This research is concerned with the engagement of waterjet cutting (a CAD/CAM
technology mainly used in industrial production) from the perspective of a
designer-maker. The research focus is on practical investigations in the field of
ʻStudio Glassʼ a sub-branch of ʻStudio Craftʼ. Novel technical approaches of
interlocking, construction, fusing and casting were developed through investigation
and engagement with waterjet cutting, glass and a range materials to aid in the
making of glass artifacts.
Methods for creating ‘Marquetry’ in glass by interlocking shapes and reliefpatternmaking
are made explicit through tests and artworks. Flexible materials,
heat-resistant materials and porous materials were cut to aid in mould production
for glass. The testing of interlocking by offset and topographic layering established
potential routes for developing artworks.
This research project has developed new technical and creative approaches for
‘Studio Glass’ through combining waterjet cutting with kiln-forming techniques.

(Named-object pointing records)
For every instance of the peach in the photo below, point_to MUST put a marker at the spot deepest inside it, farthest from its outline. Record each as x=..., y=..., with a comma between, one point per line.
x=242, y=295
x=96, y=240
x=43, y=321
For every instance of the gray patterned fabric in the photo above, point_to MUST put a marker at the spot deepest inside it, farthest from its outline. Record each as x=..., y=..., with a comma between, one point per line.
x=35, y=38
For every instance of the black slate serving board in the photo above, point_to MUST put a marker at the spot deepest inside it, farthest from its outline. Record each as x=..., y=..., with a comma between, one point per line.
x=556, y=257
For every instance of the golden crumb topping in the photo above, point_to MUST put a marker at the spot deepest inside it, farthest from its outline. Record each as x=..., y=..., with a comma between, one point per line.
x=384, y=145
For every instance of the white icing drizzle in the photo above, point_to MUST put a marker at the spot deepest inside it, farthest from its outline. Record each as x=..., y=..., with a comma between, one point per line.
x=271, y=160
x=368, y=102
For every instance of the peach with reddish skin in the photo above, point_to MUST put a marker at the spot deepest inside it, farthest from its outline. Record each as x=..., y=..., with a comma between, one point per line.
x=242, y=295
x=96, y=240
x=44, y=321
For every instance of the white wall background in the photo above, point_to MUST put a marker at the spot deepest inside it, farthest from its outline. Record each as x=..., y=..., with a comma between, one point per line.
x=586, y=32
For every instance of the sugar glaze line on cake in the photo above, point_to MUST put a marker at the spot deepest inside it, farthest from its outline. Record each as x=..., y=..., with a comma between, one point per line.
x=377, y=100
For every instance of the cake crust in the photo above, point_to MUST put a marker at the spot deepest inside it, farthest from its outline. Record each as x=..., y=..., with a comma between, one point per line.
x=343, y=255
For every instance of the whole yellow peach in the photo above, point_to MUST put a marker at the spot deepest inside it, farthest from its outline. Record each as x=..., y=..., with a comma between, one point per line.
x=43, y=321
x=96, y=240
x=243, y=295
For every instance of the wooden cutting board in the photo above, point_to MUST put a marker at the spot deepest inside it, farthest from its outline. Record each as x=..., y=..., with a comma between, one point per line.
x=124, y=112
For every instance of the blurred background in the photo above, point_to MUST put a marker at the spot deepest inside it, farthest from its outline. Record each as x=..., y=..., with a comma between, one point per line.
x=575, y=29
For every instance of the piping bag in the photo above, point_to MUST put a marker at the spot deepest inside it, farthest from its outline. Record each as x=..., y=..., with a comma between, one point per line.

Exercises to complete –
1. Please transcribe the portion of the waterjet cutting text starting at "This research is" and ending at "for developing artworks.".
2. Write the next part of the waterjet cutting text, carrying on after its final sentence.

Expected responses –
1.
This research is concerned with the engagement of waterjet cutting (a CAD/CAM
technology mainly used in industrial production) from the perspective of a
designer-maker. The research focus is on practical investigations in the field of
ʻStudio Glassʼ a sub-branch of ʻStudio Craftʼ. Novel technical approaches of
interlocking, construction, fusing and casting were developed through investigation
and engagement with waterjet cutting, glass and a range materials to aid in the
making of glass artifacts.
Methods for creating ‘Marquetry’ in glass by interlocking shapes and reliefpatternmaking
are made explicit through tests and artworks. Flexible materials,
heat-resistant materials and porous materials were cut to aid in mould production
for glass. The testing of interlocking by offset and topographic layering established
potential routes for developing artworks.

2.
This project was achieved through practice-led research based on a ‘multi-method’
approach, by lending approaches from identified methodologies such as Bicoleur
and Adopted Naturalistic Inquiry. Collaboration and facilitating projects proved that
the research also have a wider application potential.
The research journey shows evidence of how access to a digital fabrication
technology has influenced and inspired the development of a new visual language
for the researcher. It is also evident that strategies for developing ideas, as well as
working-methods have changed as a consequence of employing CAD/CAM. Ideas
inspired from the use of technology changed throughout the research. Initially
works were based on testing, but were later were inspired by findings and as the
waterjet became second nature to the researcher.

Item Type: Thesis (Doctoral)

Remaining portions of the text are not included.